Given data:
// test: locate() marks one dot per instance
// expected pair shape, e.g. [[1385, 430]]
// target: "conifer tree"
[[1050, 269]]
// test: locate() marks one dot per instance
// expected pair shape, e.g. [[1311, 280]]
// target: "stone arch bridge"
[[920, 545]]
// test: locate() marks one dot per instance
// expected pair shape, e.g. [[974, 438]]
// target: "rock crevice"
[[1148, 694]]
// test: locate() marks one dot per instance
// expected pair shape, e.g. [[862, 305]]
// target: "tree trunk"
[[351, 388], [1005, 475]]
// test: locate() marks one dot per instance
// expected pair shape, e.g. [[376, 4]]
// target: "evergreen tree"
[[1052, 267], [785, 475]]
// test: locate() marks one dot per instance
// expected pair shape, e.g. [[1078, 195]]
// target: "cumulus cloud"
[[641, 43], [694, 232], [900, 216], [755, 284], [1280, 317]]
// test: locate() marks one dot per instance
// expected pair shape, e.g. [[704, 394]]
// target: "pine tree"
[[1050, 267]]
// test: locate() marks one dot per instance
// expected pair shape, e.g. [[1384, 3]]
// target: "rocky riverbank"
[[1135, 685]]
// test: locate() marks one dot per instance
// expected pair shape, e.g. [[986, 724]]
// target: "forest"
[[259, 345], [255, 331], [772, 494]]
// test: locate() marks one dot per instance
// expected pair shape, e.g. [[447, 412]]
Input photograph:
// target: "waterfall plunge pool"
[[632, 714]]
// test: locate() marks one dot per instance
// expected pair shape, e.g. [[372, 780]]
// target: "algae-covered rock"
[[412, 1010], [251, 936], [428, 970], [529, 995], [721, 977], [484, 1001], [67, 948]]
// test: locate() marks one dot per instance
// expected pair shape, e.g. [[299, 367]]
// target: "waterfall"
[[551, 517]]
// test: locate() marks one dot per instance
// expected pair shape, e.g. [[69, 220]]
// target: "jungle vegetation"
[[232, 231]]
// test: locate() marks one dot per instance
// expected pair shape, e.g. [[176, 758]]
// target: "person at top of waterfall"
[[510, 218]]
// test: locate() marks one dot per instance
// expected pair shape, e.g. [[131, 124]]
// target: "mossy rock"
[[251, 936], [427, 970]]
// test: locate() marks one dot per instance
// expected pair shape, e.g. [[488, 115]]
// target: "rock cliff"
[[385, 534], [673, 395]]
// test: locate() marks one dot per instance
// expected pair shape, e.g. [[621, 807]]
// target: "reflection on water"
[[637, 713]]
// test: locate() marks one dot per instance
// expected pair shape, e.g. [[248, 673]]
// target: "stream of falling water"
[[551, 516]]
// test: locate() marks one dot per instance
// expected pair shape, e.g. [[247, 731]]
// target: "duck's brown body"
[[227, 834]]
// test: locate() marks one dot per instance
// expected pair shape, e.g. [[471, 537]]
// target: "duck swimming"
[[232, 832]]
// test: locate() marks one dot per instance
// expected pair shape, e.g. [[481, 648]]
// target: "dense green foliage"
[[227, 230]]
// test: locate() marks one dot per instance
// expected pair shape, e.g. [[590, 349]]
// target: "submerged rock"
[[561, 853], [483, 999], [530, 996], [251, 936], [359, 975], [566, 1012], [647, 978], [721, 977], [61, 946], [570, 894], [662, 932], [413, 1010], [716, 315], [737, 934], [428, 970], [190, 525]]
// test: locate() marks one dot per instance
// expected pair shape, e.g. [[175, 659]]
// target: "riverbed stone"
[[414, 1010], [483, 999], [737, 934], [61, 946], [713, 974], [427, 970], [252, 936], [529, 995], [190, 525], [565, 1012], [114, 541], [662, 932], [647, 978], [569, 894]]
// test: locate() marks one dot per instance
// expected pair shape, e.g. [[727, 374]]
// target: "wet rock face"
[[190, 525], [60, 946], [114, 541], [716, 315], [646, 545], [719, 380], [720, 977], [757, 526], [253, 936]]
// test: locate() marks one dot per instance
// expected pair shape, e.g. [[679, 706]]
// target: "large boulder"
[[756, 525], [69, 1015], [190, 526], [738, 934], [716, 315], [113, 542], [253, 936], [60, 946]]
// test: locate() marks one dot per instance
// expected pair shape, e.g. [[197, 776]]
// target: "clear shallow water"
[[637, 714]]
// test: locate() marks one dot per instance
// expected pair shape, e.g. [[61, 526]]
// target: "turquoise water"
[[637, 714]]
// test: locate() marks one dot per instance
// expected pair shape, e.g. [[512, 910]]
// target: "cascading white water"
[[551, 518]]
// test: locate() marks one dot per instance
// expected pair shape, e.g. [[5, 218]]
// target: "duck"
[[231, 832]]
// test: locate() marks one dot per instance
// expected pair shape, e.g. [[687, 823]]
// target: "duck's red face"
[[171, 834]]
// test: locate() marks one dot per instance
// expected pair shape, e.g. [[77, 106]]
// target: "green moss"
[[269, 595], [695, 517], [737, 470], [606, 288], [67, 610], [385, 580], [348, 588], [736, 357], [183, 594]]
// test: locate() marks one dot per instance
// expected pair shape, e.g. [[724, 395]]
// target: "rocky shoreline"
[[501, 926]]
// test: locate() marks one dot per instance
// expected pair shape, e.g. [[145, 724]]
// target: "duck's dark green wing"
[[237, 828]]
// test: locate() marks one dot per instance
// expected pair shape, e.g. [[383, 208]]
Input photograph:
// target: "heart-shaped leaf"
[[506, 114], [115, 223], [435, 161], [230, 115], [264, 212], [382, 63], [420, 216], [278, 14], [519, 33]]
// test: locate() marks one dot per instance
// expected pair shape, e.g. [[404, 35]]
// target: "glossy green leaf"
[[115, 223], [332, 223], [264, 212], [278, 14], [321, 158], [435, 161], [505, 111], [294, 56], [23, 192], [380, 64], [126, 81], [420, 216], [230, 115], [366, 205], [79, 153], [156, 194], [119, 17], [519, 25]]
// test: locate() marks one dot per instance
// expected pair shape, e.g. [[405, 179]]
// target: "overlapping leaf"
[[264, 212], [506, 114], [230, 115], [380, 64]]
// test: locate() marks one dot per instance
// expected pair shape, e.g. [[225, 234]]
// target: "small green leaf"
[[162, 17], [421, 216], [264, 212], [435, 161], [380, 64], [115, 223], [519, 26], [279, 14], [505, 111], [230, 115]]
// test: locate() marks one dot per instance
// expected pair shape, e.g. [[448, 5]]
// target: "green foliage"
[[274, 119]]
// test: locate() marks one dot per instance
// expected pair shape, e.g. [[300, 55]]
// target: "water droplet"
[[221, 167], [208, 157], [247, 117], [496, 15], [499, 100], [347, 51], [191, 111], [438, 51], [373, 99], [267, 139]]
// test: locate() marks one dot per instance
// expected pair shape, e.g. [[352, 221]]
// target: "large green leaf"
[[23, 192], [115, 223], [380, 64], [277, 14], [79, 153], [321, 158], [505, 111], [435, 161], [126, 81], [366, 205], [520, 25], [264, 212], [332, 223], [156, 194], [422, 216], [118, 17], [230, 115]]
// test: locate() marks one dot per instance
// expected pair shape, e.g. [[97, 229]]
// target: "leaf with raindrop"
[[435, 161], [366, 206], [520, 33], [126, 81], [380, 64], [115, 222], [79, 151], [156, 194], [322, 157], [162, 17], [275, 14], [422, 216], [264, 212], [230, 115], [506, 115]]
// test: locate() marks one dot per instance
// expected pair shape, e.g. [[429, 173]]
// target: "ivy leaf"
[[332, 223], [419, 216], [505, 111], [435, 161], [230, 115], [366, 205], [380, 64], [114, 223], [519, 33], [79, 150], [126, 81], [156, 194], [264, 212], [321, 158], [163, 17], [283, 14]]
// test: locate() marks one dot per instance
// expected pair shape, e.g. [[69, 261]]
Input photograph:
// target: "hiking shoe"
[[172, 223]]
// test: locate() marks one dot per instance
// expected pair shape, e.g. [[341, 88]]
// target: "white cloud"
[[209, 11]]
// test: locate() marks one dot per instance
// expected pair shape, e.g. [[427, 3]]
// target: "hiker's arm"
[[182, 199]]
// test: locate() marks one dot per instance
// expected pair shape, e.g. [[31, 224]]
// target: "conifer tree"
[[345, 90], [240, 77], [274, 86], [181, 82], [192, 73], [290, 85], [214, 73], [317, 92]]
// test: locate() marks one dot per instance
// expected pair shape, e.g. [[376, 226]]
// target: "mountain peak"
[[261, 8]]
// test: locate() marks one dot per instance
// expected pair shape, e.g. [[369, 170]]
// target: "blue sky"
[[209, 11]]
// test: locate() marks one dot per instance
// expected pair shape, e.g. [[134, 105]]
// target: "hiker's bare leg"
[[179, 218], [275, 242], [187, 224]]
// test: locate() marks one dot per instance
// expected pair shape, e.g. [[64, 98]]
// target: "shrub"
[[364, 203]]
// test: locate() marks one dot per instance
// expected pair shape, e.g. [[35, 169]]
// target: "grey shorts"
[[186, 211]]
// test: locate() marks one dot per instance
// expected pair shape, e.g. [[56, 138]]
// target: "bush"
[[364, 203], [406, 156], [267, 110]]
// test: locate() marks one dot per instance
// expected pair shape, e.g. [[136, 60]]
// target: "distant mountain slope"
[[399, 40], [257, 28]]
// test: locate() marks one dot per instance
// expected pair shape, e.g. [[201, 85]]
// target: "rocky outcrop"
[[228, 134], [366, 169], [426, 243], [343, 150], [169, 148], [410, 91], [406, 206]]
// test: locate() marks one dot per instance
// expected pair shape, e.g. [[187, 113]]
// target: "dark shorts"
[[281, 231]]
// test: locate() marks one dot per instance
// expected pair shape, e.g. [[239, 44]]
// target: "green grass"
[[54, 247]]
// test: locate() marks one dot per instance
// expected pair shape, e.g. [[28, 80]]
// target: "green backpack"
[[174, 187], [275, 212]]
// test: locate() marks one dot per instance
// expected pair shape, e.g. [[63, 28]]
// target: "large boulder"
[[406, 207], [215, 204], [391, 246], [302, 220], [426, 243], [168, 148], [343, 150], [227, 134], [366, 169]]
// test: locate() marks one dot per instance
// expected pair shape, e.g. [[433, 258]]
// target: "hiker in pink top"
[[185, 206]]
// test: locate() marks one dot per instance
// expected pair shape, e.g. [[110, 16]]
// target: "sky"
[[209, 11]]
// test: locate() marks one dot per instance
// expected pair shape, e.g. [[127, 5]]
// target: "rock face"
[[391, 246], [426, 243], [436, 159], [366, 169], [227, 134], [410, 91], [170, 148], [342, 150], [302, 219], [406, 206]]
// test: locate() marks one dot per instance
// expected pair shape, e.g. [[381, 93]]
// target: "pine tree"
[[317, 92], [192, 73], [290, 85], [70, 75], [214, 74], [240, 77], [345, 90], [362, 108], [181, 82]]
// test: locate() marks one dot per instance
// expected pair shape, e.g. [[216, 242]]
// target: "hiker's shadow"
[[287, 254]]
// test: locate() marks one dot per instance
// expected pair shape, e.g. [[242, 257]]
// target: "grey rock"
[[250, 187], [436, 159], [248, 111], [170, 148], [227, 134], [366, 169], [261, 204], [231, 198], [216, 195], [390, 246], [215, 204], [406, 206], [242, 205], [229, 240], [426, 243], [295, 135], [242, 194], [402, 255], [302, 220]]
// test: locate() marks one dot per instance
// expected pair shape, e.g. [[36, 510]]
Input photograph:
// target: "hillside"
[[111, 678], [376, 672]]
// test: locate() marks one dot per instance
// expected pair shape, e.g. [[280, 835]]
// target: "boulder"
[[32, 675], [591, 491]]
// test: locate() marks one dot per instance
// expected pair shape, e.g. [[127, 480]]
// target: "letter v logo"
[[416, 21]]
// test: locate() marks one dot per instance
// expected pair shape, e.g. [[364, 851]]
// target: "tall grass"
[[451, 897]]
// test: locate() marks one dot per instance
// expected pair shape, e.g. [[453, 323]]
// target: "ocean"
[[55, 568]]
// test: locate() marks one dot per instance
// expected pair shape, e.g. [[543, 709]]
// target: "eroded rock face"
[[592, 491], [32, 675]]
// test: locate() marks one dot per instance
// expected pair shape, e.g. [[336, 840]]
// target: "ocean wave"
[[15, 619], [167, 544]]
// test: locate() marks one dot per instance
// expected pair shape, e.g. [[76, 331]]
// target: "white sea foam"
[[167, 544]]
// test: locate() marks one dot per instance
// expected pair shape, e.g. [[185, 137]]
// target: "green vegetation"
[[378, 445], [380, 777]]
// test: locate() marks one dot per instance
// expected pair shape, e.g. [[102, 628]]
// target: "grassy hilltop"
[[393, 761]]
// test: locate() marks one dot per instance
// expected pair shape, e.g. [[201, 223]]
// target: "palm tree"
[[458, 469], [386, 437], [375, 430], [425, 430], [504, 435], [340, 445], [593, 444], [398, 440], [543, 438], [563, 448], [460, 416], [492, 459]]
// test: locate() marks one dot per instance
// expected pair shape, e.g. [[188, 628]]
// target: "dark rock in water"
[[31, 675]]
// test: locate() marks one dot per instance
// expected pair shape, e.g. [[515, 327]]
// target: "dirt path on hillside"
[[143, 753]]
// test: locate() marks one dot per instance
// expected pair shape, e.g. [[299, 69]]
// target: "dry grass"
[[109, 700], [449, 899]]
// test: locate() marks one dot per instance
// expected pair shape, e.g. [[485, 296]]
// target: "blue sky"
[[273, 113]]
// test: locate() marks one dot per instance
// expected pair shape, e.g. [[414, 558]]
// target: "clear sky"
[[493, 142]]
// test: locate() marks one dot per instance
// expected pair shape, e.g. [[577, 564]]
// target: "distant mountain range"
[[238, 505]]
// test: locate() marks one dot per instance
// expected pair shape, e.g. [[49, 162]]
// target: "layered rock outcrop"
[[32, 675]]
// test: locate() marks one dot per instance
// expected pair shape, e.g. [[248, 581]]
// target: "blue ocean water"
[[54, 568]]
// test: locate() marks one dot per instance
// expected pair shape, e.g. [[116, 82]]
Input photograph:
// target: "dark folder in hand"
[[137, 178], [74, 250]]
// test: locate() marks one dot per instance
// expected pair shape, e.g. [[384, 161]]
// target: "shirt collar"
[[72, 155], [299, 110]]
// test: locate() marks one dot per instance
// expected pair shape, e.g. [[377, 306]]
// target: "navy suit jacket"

Exercise prompt: Could you reproduce the listing, starting at its first line and ending at the line that contains "[[551, 517]]", with every "pair shape" replaced by "point format" and all else left as is?

Solution to the problem:
// test: locate() marks one dot per instance
// expected point format, e.g. [[1385, 430]]
// target: "conifer tree"
[[1050, 269]]
// test: locate() marks one dot per instance
// expected point format, e.g. [[1311, 280]]
// target: "stone arch bridge"
[[920, 545]]
// test: locate() marks one dot per instance
// expected point format, e.g. [[974, 438]]
// target: "rock crevice"
[[1148, 694]]
// test: locate() marks one dot per instance
// expected point format, e.g. [[862, 305]]
// target: "tree trunk"
[[351, 388], [1005, 475]]
// test: locate() marks one dot per instance
// expected point format, e.g. [[376, 4]]
// target: "evergreen tree"
[[1052, 267], [785, 475]]
// test: locate() marks one dot per instance
// expected point format, e.g. [[1078, 195]]
// target: "cumulus cloud"
[[641, 43], [694, 232], [900, 216], [755, 284], [1280, 317]]
// test: locate() marks one dot per instance
// expected point format, e.g. [[704, 394]]
// target: "pine tree"
[[1050, 267]]
// test: locate() marks one dot per instance
// expected point format, e.g. [[1384, 3]]
// target: "rocky riverbank"
[[1135, 685]]
// test: locate() marks one dot per instance
// expected point format, e.g. [[986, 724]]
// target: "forest"
[[259, 345], [255, 331], [772, 494]]
// test: locate() marks one dot per instance
// expected point format, e.g. [[447, 412]]
Input photograph:
// target: "waterfall plunge pool"
[[632, 714]]
// test: locate() marks one dot per instance
// expected point format, e.g. [[372, 780]]
// target: "algae-covered rock"
[[412, 1010], [251, 936], [428, 970], [529, 995], [721, 977], [484, 1001], [67, 948]]
// test: locate() marks one dot per instance
// expected point format, e.g. [[299, 367]]
// target: "waterfall"
[[551, 517]]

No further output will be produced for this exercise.